WORK REQUIRED:
Copy the data below word for word, line by line, without changing anything.

──────── DATA FOR THIS EXERCISE ────────

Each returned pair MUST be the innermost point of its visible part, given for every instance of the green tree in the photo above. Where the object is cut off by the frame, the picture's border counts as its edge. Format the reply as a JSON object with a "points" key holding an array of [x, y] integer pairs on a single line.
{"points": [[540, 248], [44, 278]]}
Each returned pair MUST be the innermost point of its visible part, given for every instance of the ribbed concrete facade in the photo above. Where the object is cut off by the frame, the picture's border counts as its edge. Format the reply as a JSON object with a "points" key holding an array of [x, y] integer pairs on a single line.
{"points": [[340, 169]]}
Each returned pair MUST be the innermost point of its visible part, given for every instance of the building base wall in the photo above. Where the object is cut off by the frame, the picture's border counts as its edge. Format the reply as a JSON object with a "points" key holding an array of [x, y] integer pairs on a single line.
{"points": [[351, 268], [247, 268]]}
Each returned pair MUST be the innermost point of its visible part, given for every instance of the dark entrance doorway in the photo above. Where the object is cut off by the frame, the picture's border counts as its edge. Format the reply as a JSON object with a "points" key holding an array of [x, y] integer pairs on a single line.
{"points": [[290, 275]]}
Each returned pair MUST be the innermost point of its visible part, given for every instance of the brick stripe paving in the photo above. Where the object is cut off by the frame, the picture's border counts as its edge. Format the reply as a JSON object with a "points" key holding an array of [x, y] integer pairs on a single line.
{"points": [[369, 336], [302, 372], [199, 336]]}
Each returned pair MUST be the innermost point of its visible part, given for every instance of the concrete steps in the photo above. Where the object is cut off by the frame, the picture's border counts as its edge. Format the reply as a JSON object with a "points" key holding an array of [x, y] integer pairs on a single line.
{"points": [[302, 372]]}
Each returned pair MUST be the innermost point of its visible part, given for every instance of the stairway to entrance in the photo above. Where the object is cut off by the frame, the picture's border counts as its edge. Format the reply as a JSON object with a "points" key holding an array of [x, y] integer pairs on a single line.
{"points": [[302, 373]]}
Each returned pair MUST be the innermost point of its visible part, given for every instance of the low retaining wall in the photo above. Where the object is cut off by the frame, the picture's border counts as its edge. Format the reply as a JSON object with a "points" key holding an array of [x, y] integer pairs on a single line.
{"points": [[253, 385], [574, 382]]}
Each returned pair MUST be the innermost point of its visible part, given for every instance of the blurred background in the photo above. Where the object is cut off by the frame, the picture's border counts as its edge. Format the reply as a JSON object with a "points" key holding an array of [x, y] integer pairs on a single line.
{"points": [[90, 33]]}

────────

TASK OUTPUT:
Each returned pair MUST be the innermost point of its visible part, given for every instance of the green tree in the photo above. Where the object is cut off by the frame, the picture's border counts as its edge. Format the reply as a JSON object with a "points" key holding an array of [x, y] integer pairs on a single line.
{"points": [[540, 248], [44, 278]]}
Each returned pair MUST be the innermost point of its visible part, given for every instance of the ribbed concrete facade in the photo above. Where the object is cut off by the frame, the picture's border counts as its edge. Format the reply as a JSON object with a "points" key holding an array of [x, y] integer pairs on a single line.
{"points": [[340, 169]]}
Each returned pair MUST be the innermost point of its visible part, given for every instance of the building base wall in the photo above. Where the object is cut off by the frame, the picture's border counts as its edge. Format the reply as a JSON object with a "points" key holding an array of [x, y] integer pairs on a single line.
{"points": [[351, 268], [247, 268]]}
Each returned pair MUST be the innermost point of its visible part, given for every instance of the dark entrance doorway in the photo above. Where the object is cut off by the frame, the picture's border counts as its edge. Format the reply as a JSON object with a "points" key holding an array of [x, y] integer pairs on a single line.
{"points": [[290, 275]]}
Each returned pair MUST be the innermost point of its visible part, given for every instance of the brick stripe paving in the photo above. Where the object is cut off by the frame, the picture's border counts as its edge. Format the reply as a JSON object with a "points" key holding an array of [x, y] integer pairs on a single line.
{"points": [[369, 336], [302, 372], [199, 336]]}
Each returned pair MUST be the innermost point of its visible part, given for every instance of the concrete steps in the photo above. Where the object is cut off by the frame, the picture's border counts as its edge. Format the reply as a JSON object with a "points" key holding an array of [x, y] integer pairs on a single line.
{"points": [[302, 372]]}
Each returned pair MUST be the innermost point of its visible part, given for every instance of the stairway to entrance in the photo above. Where the object is cut off by the frame, the picture's border counts as its edge. Format the reply as a JSON object with a "points" key holding an array of [x, y] integer pairs on a single line.
{"points": [[302, 373]]}
Each returned pair MUST be the innermost point of its visible part, given for every instance of the low retaining wall in the photo above. Where the object is cut off by the frame, the picture's border counts as its edge. Format the reply as a JSON object with a "points" key holding an array of [x, y] integer pairs on a single line.
{"points": [[253, 385], [574, 382]]}
Each returned pair MUST be the innermost point of its visible part, given for every instance of the blurred background in the photo above. Where the object is cut off by the frame, the picture's border counts as its edge. Format the reply as a JSON object with a "points" key holding an array of [x, y] integer pairs on a single line.
{"points": [[90, 33]]}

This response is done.